> Problem requirements:
Pull out every line in the listing below that contains the string "solar", and copy each one as it appears.

[Source records]

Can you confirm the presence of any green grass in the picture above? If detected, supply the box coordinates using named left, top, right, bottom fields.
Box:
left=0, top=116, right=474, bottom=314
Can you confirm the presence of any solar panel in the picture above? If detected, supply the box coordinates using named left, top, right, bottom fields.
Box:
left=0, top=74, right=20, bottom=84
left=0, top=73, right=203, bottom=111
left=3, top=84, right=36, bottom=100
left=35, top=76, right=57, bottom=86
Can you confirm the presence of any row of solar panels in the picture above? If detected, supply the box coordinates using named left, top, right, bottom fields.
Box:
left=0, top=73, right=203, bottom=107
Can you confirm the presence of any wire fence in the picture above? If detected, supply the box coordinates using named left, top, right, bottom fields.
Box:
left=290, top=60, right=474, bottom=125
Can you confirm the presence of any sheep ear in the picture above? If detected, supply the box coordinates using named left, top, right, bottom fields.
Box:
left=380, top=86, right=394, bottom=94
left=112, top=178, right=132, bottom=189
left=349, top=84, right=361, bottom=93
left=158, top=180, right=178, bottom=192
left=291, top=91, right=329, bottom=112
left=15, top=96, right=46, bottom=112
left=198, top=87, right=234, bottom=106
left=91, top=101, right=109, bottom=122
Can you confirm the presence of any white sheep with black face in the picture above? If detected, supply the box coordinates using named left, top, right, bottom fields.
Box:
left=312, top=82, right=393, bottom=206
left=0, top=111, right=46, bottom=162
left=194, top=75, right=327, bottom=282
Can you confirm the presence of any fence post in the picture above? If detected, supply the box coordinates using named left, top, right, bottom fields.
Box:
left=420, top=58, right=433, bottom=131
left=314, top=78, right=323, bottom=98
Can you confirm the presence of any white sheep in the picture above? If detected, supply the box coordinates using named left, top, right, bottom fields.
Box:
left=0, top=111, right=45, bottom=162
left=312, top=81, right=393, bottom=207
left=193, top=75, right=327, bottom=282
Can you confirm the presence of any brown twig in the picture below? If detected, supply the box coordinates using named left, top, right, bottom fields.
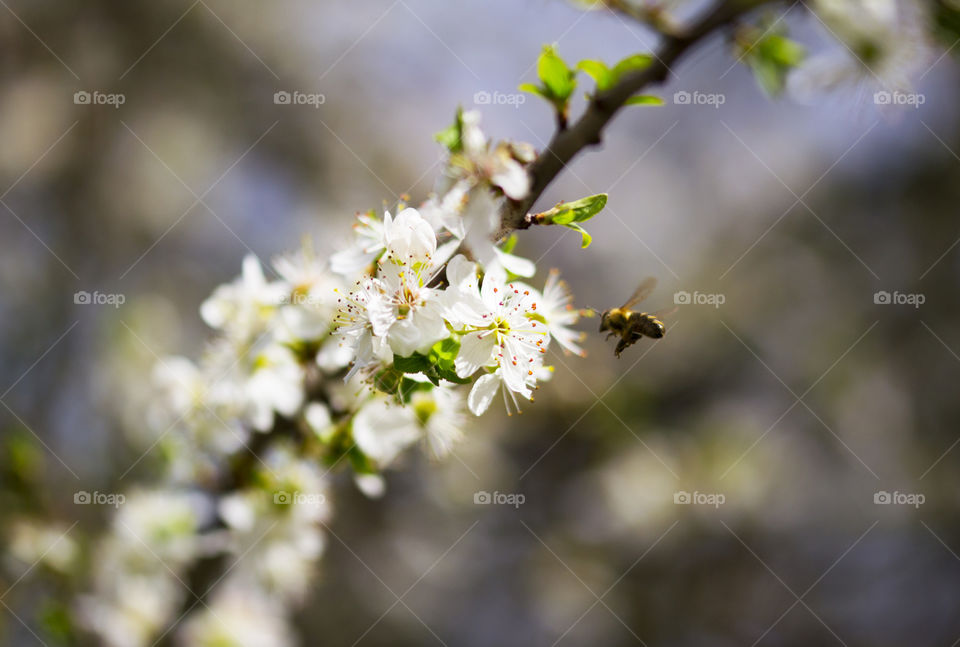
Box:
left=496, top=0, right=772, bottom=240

---

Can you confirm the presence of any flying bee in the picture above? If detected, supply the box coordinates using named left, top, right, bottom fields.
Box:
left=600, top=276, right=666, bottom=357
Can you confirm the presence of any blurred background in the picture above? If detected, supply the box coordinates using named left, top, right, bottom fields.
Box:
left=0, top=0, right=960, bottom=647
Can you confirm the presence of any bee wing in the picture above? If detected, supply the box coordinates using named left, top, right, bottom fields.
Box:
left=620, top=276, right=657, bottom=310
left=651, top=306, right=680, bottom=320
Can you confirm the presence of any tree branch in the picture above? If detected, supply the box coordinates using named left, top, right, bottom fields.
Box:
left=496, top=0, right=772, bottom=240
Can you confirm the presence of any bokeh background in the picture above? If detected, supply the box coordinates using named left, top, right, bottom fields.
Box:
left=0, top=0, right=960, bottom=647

> Correct answer:
Can you confirm the presence of any solar panel in the picture above? If detected, supply the box coordinates using named left, top, right, bottom fields.
Can you confirm the presence of any row of solar panels in the picture above? If detected, supply the box coordinates using named left, top, right, bottom fields.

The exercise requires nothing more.